- _PAGE TEXT_
------------------------

Other Statutory Information
Halma plc is a holding company. A list of its principal subsidiary companies and their activities is set out on pages 144 to 147.
he Directors recommend a final dividend of 5.95p per share and, if approved, this dividend will be paid on 22 August 2012 to ordinary shareholders on the register at the close of business on 20 July 2012. Together with the interim dividend of 3.79p per share already paid, this will make a total of 9.74p (2011: 9.10p) per share for the financial year.
Share capital and capital structure
Details of the share capital, together with details of the movements in the share capital during the year, are shown in note 22 to the accounts. The Company has one class of ordinary shares which carry no right to fixed income. Each share carries the right to one vote at general meetings of the Company.
There are no other classes of share capital. There are no specific restrictions on the size of a holding nor on the transfer of shares, with both governed by the general provisions of the Articles of Association and prevailing legislation. No person has any special rights of control over the Company’s share capital and all issued shares are fully paid.

------------------------

- _REQUIRED ACTIONS_
**1)** From the statutory information text, quote the part that opens with the words containing "There are no other" and closes with "are fully paid.".
**2)** Decide whether each statement agrees with the statutory information text, answering yes or no and quoting the deciding words: (a) each share carries one vote at general meetings of the Company; (b) the Company has two classes of ordinary shares; (c) all issued shares are fully paid.
The material that comes next has no connection to the statutory information text.

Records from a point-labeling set
------------------------

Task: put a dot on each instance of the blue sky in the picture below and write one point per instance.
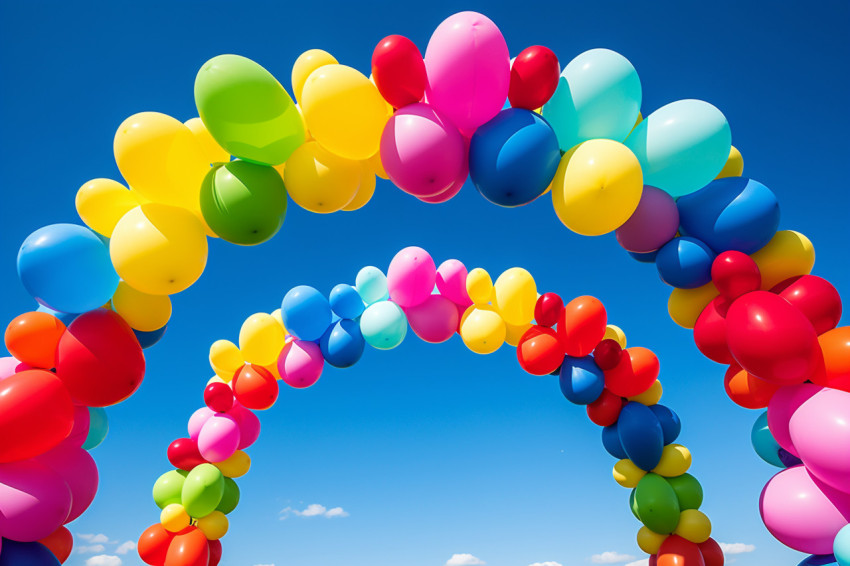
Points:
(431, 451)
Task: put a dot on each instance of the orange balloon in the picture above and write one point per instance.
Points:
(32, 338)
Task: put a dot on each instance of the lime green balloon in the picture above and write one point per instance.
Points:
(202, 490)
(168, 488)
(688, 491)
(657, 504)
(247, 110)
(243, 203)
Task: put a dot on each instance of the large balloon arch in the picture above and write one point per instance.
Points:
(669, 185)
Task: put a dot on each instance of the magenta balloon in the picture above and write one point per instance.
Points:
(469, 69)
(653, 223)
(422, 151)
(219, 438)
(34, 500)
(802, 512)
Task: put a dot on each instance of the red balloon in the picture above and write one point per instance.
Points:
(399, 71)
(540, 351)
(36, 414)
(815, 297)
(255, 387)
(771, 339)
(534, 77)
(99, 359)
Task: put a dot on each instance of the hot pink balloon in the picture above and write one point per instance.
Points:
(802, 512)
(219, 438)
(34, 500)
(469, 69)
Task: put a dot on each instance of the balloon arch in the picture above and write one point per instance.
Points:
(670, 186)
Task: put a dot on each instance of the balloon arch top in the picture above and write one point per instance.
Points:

------------------------

- _EXPECTED RESULTS_
**1)**
There are no other classes of share capital. There are no specific restrictions on the size of a holding nor on the transfer of shares, with both governed by the general provisions of the Articles of Association and prevailing legislation. No person has any special rights of control over the Company’s share capital and all issued shares are fully paid.

**2)**
(a) Yes: "Each share carries the right to one vote at general meetings of the Company."
(b) No: "The Company has one class of ordinary shares which carry no right to fixed income."
(c) Yes: "all issued shares are fully paid."